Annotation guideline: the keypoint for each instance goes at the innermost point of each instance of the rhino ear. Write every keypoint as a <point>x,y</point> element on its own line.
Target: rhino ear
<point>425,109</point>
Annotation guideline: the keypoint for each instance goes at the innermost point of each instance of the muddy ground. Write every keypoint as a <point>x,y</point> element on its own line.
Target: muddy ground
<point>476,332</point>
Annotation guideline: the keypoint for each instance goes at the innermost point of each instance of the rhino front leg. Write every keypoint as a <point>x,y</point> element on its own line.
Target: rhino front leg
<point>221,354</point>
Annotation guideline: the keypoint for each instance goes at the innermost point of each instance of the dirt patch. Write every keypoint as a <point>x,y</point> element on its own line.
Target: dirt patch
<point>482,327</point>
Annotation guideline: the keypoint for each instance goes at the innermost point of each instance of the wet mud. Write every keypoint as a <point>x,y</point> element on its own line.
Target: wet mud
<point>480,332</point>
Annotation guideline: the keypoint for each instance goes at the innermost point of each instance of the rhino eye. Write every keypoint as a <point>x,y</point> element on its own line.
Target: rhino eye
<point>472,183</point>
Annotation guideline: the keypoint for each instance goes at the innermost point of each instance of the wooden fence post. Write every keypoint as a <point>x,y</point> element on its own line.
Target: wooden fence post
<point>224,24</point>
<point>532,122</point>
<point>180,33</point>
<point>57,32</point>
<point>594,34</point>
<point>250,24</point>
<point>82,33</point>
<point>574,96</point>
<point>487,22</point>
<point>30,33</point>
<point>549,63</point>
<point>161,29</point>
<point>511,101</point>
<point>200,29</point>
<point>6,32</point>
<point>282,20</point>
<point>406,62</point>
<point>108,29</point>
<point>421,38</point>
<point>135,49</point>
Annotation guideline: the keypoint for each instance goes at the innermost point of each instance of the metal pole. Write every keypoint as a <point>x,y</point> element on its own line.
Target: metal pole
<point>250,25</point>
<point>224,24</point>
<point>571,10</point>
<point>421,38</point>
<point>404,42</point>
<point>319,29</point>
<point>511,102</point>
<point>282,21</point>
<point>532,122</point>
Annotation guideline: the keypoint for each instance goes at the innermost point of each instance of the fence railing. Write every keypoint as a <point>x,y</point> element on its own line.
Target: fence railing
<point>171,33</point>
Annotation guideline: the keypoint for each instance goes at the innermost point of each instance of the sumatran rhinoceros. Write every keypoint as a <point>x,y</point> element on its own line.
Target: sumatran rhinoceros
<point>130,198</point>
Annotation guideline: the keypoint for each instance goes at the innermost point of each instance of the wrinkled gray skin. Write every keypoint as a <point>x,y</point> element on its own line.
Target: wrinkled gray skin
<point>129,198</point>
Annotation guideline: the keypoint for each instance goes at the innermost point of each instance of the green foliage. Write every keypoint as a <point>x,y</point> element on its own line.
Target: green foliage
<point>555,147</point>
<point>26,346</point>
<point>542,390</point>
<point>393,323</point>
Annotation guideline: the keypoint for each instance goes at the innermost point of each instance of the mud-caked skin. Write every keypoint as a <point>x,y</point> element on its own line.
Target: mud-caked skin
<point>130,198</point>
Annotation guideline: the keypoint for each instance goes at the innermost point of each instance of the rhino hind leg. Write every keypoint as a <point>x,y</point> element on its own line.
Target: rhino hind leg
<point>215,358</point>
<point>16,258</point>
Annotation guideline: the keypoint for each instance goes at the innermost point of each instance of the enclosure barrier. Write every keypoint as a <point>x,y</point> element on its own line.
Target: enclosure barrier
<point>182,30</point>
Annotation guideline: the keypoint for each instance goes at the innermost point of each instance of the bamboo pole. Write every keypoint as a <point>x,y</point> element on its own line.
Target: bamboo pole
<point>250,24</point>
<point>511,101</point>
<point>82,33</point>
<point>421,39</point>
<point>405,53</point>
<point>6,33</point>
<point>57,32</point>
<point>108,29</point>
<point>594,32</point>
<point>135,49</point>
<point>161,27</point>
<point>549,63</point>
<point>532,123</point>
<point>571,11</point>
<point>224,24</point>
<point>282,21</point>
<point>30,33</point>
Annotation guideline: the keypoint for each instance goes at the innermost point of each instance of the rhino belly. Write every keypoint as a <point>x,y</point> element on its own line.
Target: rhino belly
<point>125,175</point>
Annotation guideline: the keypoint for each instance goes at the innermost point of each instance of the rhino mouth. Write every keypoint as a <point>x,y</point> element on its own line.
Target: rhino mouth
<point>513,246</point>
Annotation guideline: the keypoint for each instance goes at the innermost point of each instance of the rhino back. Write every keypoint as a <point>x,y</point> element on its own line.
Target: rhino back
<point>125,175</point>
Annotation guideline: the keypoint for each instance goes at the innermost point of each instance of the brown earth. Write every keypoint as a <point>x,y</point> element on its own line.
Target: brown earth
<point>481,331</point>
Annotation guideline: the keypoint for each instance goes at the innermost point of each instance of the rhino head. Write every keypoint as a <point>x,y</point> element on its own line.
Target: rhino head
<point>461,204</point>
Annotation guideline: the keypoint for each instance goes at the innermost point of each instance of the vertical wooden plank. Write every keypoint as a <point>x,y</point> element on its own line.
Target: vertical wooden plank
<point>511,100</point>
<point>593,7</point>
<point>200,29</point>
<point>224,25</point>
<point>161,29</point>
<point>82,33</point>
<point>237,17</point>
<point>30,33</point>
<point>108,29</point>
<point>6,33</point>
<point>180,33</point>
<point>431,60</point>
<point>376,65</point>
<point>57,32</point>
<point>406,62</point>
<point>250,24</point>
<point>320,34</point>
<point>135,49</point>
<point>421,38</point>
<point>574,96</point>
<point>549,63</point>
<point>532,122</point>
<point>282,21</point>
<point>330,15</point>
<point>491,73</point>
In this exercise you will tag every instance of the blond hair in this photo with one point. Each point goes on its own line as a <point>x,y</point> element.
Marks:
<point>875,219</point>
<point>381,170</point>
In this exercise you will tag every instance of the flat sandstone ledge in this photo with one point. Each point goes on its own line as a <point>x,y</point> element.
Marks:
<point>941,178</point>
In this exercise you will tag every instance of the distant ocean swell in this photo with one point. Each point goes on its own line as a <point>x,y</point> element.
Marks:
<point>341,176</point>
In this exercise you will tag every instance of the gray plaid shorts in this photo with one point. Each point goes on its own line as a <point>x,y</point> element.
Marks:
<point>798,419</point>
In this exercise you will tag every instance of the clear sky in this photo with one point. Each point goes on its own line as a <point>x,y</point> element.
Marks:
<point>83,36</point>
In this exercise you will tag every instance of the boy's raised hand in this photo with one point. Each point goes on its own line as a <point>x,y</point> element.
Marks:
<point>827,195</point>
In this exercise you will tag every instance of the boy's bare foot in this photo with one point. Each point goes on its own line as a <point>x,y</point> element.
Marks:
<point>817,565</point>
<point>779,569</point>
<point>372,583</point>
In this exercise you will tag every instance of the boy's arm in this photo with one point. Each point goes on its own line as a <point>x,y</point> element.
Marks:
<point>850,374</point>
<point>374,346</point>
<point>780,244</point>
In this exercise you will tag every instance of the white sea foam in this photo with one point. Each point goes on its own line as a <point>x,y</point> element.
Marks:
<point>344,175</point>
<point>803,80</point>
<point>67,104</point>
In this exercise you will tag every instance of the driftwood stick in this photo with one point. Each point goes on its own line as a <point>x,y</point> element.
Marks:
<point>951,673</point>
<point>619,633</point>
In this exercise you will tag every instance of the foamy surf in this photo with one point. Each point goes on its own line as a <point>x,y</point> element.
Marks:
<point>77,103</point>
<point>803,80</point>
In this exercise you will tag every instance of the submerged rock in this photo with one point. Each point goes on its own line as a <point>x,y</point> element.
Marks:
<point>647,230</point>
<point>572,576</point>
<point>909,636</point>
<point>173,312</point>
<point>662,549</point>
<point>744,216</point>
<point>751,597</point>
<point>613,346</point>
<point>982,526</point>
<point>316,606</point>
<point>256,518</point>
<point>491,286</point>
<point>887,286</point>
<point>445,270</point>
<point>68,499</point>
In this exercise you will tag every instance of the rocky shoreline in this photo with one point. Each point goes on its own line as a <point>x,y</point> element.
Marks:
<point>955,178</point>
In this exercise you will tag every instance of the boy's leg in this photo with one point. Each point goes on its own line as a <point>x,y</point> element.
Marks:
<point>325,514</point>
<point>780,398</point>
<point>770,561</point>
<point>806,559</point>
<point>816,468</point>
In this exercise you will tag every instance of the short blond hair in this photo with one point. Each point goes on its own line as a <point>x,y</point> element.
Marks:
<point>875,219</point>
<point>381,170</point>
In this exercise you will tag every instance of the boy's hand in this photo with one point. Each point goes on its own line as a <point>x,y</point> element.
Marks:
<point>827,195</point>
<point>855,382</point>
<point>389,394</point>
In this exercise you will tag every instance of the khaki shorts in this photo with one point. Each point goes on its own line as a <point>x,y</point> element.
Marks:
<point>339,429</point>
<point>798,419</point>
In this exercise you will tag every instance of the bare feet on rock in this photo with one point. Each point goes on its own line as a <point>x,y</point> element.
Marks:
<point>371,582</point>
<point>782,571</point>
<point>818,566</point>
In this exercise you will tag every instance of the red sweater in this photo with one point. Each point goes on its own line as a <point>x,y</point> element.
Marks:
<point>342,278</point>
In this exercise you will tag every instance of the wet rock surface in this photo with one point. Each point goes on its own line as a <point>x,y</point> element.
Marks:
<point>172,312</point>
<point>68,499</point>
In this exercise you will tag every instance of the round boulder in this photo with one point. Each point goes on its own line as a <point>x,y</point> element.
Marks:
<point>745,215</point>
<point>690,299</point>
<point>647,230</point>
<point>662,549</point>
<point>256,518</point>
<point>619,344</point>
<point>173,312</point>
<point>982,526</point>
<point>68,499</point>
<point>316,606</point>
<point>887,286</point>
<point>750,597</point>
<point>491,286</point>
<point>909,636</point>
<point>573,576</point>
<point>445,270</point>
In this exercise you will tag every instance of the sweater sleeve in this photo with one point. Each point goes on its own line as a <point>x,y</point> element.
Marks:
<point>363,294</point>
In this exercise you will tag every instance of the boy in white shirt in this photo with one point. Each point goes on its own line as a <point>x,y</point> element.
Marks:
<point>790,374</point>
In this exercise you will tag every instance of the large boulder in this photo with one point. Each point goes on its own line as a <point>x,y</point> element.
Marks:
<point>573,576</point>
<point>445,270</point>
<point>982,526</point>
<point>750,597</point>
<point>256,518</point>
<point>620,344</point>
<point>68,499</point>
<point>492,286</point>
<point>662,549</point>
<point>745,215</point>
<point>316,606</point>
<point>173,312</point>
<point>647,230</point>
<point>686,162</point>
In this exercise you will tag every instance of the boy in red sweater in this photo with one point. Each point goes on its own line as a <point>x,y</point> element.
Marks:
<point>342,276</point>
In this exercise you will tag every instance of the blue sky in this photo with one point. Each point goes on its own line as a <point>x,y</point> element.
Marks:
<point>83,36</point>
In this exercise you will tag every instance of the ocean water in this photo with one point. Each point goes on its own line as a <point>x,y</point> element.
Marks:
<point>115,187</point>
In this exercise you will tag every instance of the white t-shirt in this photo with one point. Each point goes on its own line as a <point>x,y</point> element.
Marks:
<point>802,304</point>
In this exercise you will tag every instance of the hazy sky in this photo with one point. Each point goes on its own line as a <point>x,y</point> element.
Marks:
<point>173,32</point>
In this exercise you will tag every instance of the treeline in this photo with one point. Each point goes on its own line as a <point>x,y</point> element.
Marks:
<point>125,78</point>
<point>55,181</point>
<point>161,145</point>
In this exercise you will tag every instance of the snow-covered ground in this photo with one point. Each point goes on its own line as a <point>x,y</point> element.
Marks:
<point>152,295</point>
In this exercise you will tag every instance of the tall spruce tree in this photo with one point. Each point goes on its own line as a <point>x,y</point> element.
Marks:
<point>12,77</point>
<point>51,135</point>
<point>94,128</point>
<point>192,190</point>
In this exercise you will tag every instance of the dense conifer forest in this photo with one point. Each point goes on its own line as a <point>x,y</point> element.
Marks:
---------------
- **Set problem**
Please format the stretch from the start of the material through the line that contains "<point>472,183</point>" as a Markdown table with the columns Row and Line, numbering each line and leaving out blank lines.

- **The reply**
| Row | Line |
|---|---|
| 1 | Annotation guideline: the keypoint for each instance goes at the innermost point of each instance of the rhino ear. Write every keypoint as a <point>x,y</point> element on its own line. |
| 2 | Target: rhino ear |
| 3 | <point>425,109</point> |
| 4 | Annotation guideline: the keypoint for each instance goes at the innermost point of each instance of the muddy ground. Write every keypoint as a <point>x,y</point> element on its own line. |
| 5 | Target: muddy ground |
| 6 | <point>476,332</point> |
| 7 | Annotation guideline: the keypoint for each instance goes at the innermost point of each instance of the rhino front leg. Write every keypoint as a <point>x,y</point> element on its own line. |
| 8 | Target: rhino front leg |
| 9 | <point>221,354</point> |
| 10 | Annotation guideline: the keypoint for each instance goes at the innermost point of each instance of the dirt patch. Write every keypoint as a <point>x,y</point> element on its own line. |
| 11 | Target: dirt patch |
| 12 | <point>482,327</point> |
| 13 | Annotation guideline: the keypoint for each instance goes at the innermost point of each instance of the wet mud. Write every keypoint as a <point>x,y</point> element on its own line. |
| 14 | Target: wet mud |
| 15 | <point>480,332</point> |
| 16 | Annotation guideline: the keypoint for each instance goes at the innermost point of each instance of the rhino eye. Write every keypoint as a <point>x,y</point> element on its own line. |
| 17 | Target: rhino eye |
| 18 | <point>472,183</point> |